◆ About this exercise ◆
The lines to print run from the top of the material below to the line with "Spot the underwater particle.", inclusive; please copy them exactly, without pictures.

◆ Information ◆
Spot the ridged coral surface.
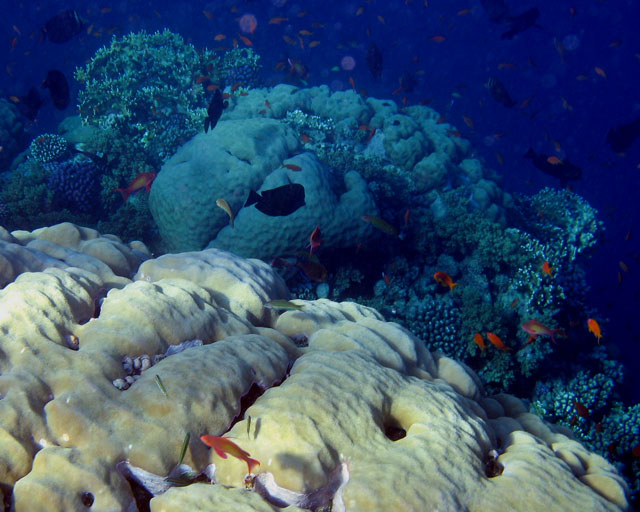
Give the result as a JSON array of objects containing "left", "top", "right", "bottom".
[{"left": 0, "top": 222, "right": 629, "bottom": 511}]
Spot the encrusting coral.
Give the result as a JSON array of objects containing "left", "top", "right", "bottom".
[{"left": 0, "top": 222, "right": 630, "bottom": 511}]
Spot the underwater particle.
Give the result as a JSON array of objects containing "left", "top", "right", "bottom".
[
  {"left": 238, "top": 13, "right": 258, "bottom": 34},
  {"left": 340, "top": 55, "right": 356, "bottom": 71},
  {"left": 562, "top": 33, "right": 580, "bottom": 51}
]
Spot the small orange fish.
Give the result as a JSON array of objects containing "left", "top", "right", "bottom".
[
  {"left": 486, "top": 332, "right": 511, "bottom": 351},
  {"left": 542, "top": 261, "right": 553, "bottom": 276},
  {"left": 587, "top": 318, "right": 602, "bottom": 344},
  {"left": 546, "top": 156, "right": 563, "bottom": 165},
  {"left": 309, "top": 41, "right": 321, "bottom": 48},
  {"left": 269, "top": 17, "right": 289, "bottom": 24},
  {"left": 462, "top": 115, "right": 474, "bottom": 129},
  {"left": 9, "top": 95, "right": 20, "bottom": 103},
  {"left": 100, "top": 7, "right": 112, "bottom": 13},
  {"left": 300, "top": 134, "right": 310, "bottom": 143},
  {"left": 594, "top": 66, "right": 607, "bottom": 78},
  {"left": 457, "top": 8, "right": 472, "bottom": 15},
  {"left": 298, "top": 29, "right": 312, "bottom": 36},
  {"left": 473, "top": 333, "right": 486, "bottom": 351},
  {"left": 214, "top": 34, "right": 227, "bottom": 41},
  {"left": 207, "top": 84, "right": 219, "bottom": 91},
  {"left": 356, "top": 7, "right": 364, "bottom": 16},
  {"left": 521, "top": 319, "right": 566, "bottom": 345},
  {"left": 573, "top": 399, "right": 589, "bottom": 419},
  {"left": 433, "top": 272, "right": 457, "bottom": 291},
  {"left": 283, "top": 163, "right": 302, "bottom": 171},
  {"left": 619, "top": 261, "right": 629, "bottom": 273},
  {"left": 200, "top": 435, "right": 260, "bottom": 474},
  {"left": 203, "top": 10, "right": 214, "bottom": 20},
  {"left": 195, "top": 75, "right": 209, "bottom": 84},
  {"left": 115, "top": 172, "right": 156, "bottom": 202},
  {"left": 377, "top": 15, "right": 386, "bottom": 24},
  {"left": 307, "top": 226, "right": 322, "bottom": 255},
  {"left": 349, "top": 76, "right": 356, "bottom": 90},
  {"left": 510, "top": 298, "right": 519, "bottom": 308},
  {"left": 429, "top": 35, "right": 446, "bottom": 42},
  {"left": 238, "top": 35, "right": 252, "bottom": 46}
]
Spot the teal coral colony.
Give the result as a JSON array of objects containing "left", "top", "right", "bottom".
[{"left": 0, "top": 6, "right": 638, "bottom": 510}]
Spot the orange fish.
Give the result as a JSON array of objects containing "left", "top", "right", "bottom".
[
  {"left": 238, "top": 35, "right": 252, "bottom": 46},
  {"left": 269, "top": 17, "right": 289, "bottom": 24},
  {"left": 433, "top": 272, "right": 457, "bottom": 291},
  {"left": 264, "top": 99, "right": 272, "bottom": 109},
  {"left": 594, "top": 66, "right": 607, "bottom": 78},
  {"left": 573, "top": 399, "right": 589, "bottom": 419},
  {"left": 200, "top": 435, "right": 260, "bottom": 474},
  {"left": 349, "top": 76, "right": 356, "bottom": 90},
  {"left": 546, "top": 156, "right": 563, "bottom": 165},
  {"left": 486, "top": 332, "right": 511, "bottom": 351},
  {"left": 473, "top": 333, "right": 486, "bottom": 351},
  {"left": 283, "top": 163, "right": 302, "bottom": 171},
  {"left": 356, "top": 7, "right": 364, "bottom": 16},
  {"left": 309, "top": 41, "right": 321, "bottom": 48},
  {"left": 214, "top": 34, "right": 227, "bottom": 41},
  {"left": 307, "top": 226, "right": 322, "bottom": 255},
  {"left": 542, "top": 261, "right": 553, "bottom": 276},
  {"left": 457, "top": 8, "right": 472, "bottom": 15},
  {"left": 195, "top": 75, "right": 209, "bottom": 84},
  {"left": 203, "top": 10, "right": 214, "bottom": 20},
  {"left": 521, "top": 319, "right": 566, "bottom": 345},
  {"left": 429, "top": 35, "right": 446, "bottom": 42},
  {"left": 619, "top": 261, "right": 629, "bottom": 273},
  {"left": 298, "top": 29, "right": 312, "bottom": 36},
  {"left": 587, "top": 318, "right": 602, "bottom": 343},
  {"left": 115, "top": 172, "right": 156, "bottom": 202},
  {"left": 462, "top": 115, "right": 474, "bottom": 129}
]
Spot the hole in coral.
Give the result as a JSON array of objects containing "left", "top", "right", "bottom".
[
  {"left": 80, "top": 491, "right": 94, "bottom": 507},
  {"left": 484, "top": 449, "right": 504, "bottom": 478},
  {"left": 384, "top": 423, "right": 406, "bottom": 441}
]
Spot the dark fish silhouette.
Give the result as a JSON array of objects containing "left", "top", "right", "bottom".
[
  {"left": 204, "top": 89, "right": 227, "bottom": 133},
  {"left": 606, "top": 118, "right": 640, "bottom": 153},
  {"left": 245, "top": 183, "right": 305, "bottom": 216},
  {"left": 501, "top": 7, "right": 540, "bottom": 40},
  {"left": 41, "top": 70, "right": 69, "bottom": 110},
  {"left": 366, "top": 42, "right": 383, "bottom": 80},
  {"left": 43, "top": 10, "right": 84, "bottom": 44},
  {"left": 398, "top": 71, "right": 418, "bottom": 93},
  {"left": 17, "top": 87, "right": 45, "bottom": 120},
  {"left": 481, "top": 0, "right": 511, "bottom": 23},
  {"left": 485, "top": 77, "right": 517, "bottom": 107},
  {"left": 525, "top": 148, "right": 582, "bottom": 186}
]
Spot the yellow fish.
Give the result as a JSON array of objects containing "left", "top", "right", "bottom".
[{"left": 216, "top": 198, "right": 234, "bottom": 228}]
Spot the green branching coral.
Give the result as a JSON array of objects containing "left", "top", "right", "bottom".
[{"left": 75, "top": 29, "right": 219, "bottom": 165}]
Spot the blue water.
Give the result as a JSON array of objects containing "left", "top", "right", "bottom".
[{"left": 1, "top": 0, "right": 640, "bottom": 506}]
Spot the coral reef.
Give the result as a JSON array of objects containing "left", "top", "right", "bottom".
[
  {"left": 0, "top": 99, "right": 29, "bottom": 171},
  {"left": 28, "top": 134, "right": 69, "bottom": 165},
  {"left": 45, "top": 156, "right": 102, "bottom": 214},
  {"left": 0, "top": 222, "right": 629, "bottom": 510}
]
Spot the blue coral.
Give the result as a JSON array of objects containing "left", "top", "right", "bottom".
[{"left": 45, "top": 157, "right": 101, "bottom": 214}]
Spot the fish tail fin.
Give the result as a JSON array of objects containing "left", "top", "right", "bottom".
[
  {"left": 246, "top": 457, "right": 260, "bottom": 474},
  {"left": 115, "top": 188, "right": 130, "bottom": 202},
  {"left": 244, "top": 189, "right": 260, "bottom": 207},
  {"left": 450, "top": 282, "right": 458, "bottom": 290}
]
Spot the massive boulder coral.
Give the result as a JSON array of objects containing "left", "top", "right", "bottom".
[{"left": 0, "top": 223, "right": 629, "bottom": 511}]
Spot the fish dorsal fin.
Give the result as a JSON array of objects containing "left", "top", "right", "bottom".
[{"left": 245, "top": 189, "right": 261, "bottom": 207}]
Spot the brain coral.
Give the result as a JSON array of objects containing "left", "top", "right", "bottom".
[{"left": 0, "top": 222, "right": 629, "bottom": 511}]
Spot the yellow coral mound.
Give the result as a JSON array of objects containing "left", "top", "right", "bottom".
[{"left": 0, "top": 223, "right": 629, "bottom": 511}]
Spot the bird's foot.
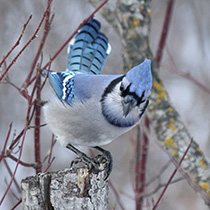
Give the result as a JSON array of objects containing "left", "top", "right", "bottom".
[
  {"left": 70, "top": 157, "right": 98, "bottom": 172},
  {"left": 66, "top": 144, "right": 112, "bottom": 180},
  {"left": 67, "top": 144, "right": 98, "bottom": 172},
  {"left": 94, "top": 146, "right": 112, "bottom": 180}
]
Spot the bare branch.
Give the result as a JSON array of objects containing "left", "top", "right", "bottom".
[
  {"left": 0, "top": 127, "right": 27, "bottom": 205},
  {"left": 166, "top": 46, "right": 210, "bottom": 94},
  {"left": 145, "top": 177, "right": 183, "bottom": 197},
  {"left": 0, "top": 15, "right": 32, "bottom": 68},
  {"left": 0, "top": 123, "right": 12, "bottom": 163},
  {"left": 109, "top": 180, "right": 126, "bottom": 210},
  {"left": 22, "top": 0, "right": 52, "bottom": 88},
  {"left": 3, "top": 159, "right": 21, "bottom": 194},
  {"left": 134, "top": 124, "right": 149, "bottom": 209},
  {"left": 152, "top": 139, "right": 193, "bottom": 209},
  {"left": 11, "top": 199, "right": 22, "bottom": 210},
  {"left": 155, "top": 0, "right": 175, "bottom": 68}
]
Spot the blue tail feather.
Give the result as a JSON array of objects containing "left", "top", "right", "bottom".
[{"left": 67, "top": 18, "right": 110, "bottom": 75}]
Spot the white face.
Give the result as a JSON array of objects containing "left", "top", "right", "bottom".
[
  {"left": 100, "top": 75, "right": 149, "bottom": 127},
  {"left": 104, "top": 82, "right": 123, "bottom": 114},
  {"left": 101, "top": 81, "right": 140, "bottom": 127}
]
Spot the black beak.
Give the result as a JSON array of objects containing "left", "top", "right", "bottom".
[{"left": 122, "top": 100, "right": 133, "bottom": 118}]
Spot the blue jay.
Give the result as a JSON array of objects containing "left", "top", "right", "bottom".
[{"left": 43, "top": 18, "right": 152, "bottom": 176}]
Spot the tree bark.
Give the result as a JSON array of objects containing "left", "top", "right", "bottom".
[{"left": 21, "top": 166, "right": 109, "bottom": 210}]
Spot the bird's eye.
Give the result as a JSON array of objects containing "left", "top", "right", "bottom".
[{"left": 120, "top": 83, "right": 124, "bottom": 91}]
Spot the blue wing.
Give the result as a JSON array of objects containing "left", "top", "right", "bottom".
[
  {"left": 67, "top": 18, "right": 111, "bottom": 75},
  {"left": 44, "top": 70, "right": 75, "bottom": 105}
]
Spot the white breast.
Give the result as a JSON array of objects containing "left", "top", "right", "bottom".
[{"left": 43, "top": 96, "right": 134, "bottom": 147}]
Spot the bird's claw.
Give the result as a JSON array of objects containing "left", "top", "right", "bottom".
[
  {"left": 68, "top": 144, "right": 112, "bottom": 180},
  {"left": 94, "top": 151, "right": 112, "bottom": 180}
]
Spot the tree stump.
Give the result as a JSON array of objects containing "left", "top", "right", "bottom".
[{"left": 21, "top": 165, "right": 109, "bottom": 210}]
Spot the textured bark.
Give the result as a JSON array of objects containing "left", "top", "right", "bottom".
[
  {"left": 89, "top": 0, "right": 210, "bottom": 205},
  {"left": 21, "top": 166, "right": 109, "bottom": 209}
]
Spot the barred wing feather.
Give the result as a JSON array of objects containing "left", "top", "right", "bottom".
[{"left": 67, "top": 18, "right": 111, "bottom": 75}]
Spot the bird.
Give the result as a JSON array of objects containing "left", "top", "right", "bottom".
[{"left": 43, "top": 18, "right": 152, "bottom": 176}]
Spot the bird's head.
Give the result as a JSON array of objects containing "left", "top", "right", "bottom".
[
  {"left": 101, "top": 59, "right": 152, "bottom": 127},
  {"left": 120, "top": 59, "right": 152, "bottom": 117}
]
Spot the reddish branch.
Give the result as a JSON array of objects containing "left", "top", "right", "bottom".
[
  {"left": 43, "top": 134, "right": 55, "bottom": 173},
  {"left": 135, "top": 126, "right": 142, "bottom": 210},
  {"left": 0, "top": 15, "right": 32, "bottom": 67},
  {"left": 0, "top": 0, "right": 53, "bottom": 206},
  {"left": 5, "top": 154, "right": 35, "bottom": 168},
  {"left": 155, "top": 0, "right": 175, "bottom": 68},
  {"left": 31, "top": 0, "right": 52, "bottom": 173},
  {"left": 11, "top": 199, "right": 22, "bottom": 210},
  {"left": 22, "top": 0, "right": 52, "bottom": 89},
  {"left": 9, "top": 128, "right": 24, "bottom": 151},
  {"left": 109, "top": 180, "right": 126, "bottom": 210},
  {"left": 135, "top": 117, "right": 150, "bottom": 210},
  {"left": 0, "top": 15, "right": 32, "bottom": 68},
  {"left": 34, "top": 73, "right": 42, "bottom": 173},
  {"left": 152, "top": 139, "right": 193, "bottom": 210},
  {"left": 0, "top": 123, "right": 12, "bottom": 163},
  {"left": 166, "top": 46, "right": 210, "bottom": 94},
  {"left": 0, "top": 127, "right": 27, "bottom": 205},
  {"left": 0, "top": 18, "right": 41, "bottom": 83},
  {"left": 3, "top": 159, "right": 21, "bottom": 195}
]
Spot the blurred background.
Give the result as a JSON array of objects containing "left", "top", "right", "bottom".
[{"left": 0, "top": 0, "right": 209, "bottom": 209}]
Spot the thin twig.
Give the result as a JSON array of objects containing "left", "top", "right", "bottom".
[
  {"left": 43, "top": 134, "right": 56, "bottom": 173},
  {"left": 0, "top": 123, "right": 12, "bottom": 163},
  {"left": 43, "top": 157, "right": 55, "bottom": 173},
  {"left": 0, "top": 127, "right": 27, "bottom": 205},
  {"left": 30, "top": 58, "right": 52, "bottom": 108},
  {"left": 6, "top": 154, "right": 35, "bottom": 168},
  {"left": 0, "top": 14, "right": 43, "bottom": 83},
  {"left": 3, "top": 159, "right": 21, "bottom": 194},
  {"left": 28, "top": 123, "right": 47, "bottom": 129},
  {"left": 109, "top": 180, "right": 126, "bottom": 210},
  {"left": 0, "top": 15, "right": 32, "bottom": 68},
  {"left": 4, "top": 76, "right": 22, "bottom": 93},
  {"left": 145, "top": 177, "right": 183, "bottom": 197},
  {"left": 152, "top": 139, "right": 193, "bottom": 210},
  {"left": 11, "top": 199, "right": 22, "bottom": 210},
  {"left": 4, "top": 178, "right": 20, "bottom": 201},
  {"left": 9, "top": 129, "right": 24, "bottom": 151},
  {"left": 22, "top": 0, "right": 52, "bottom": 88},
  {"left": 166, "top": 46, "right": 210, "bottom": 94},
  {"left": 145, "top": 160, "right": 171, "bottom": 186},
  {"left": 155, "top": 0, "right": 175, "bottom": 68}
]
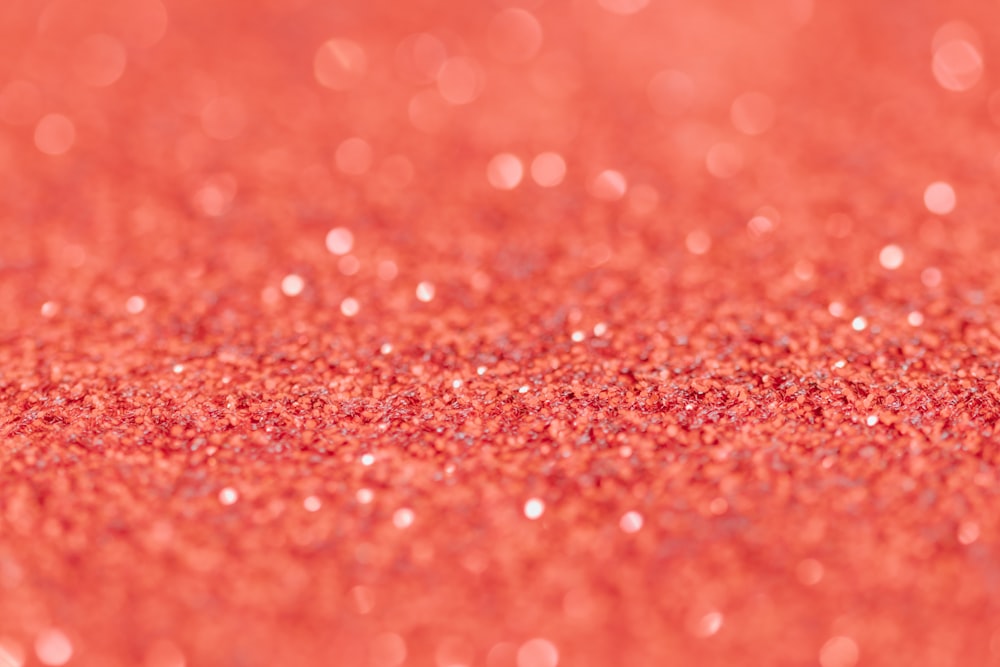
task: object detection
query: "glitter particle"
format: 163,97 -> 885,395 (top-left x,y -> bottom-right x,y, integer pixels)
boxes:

◆ Response ◆
Spot the ridged coral surface.
Give the result as a JSON array of objects containing "left", "top", "right", "bottom".
[{"left": 0, "top": 222, "right": 629, "bottom": 511}]
Spot the encrusting coral.
Give the result as a JSON array of objects containing "left", "top", "right", "bottom".
[{"left": 0, "top": 222, "right": 630, "bottom": 511}]
Spot the underwater particle.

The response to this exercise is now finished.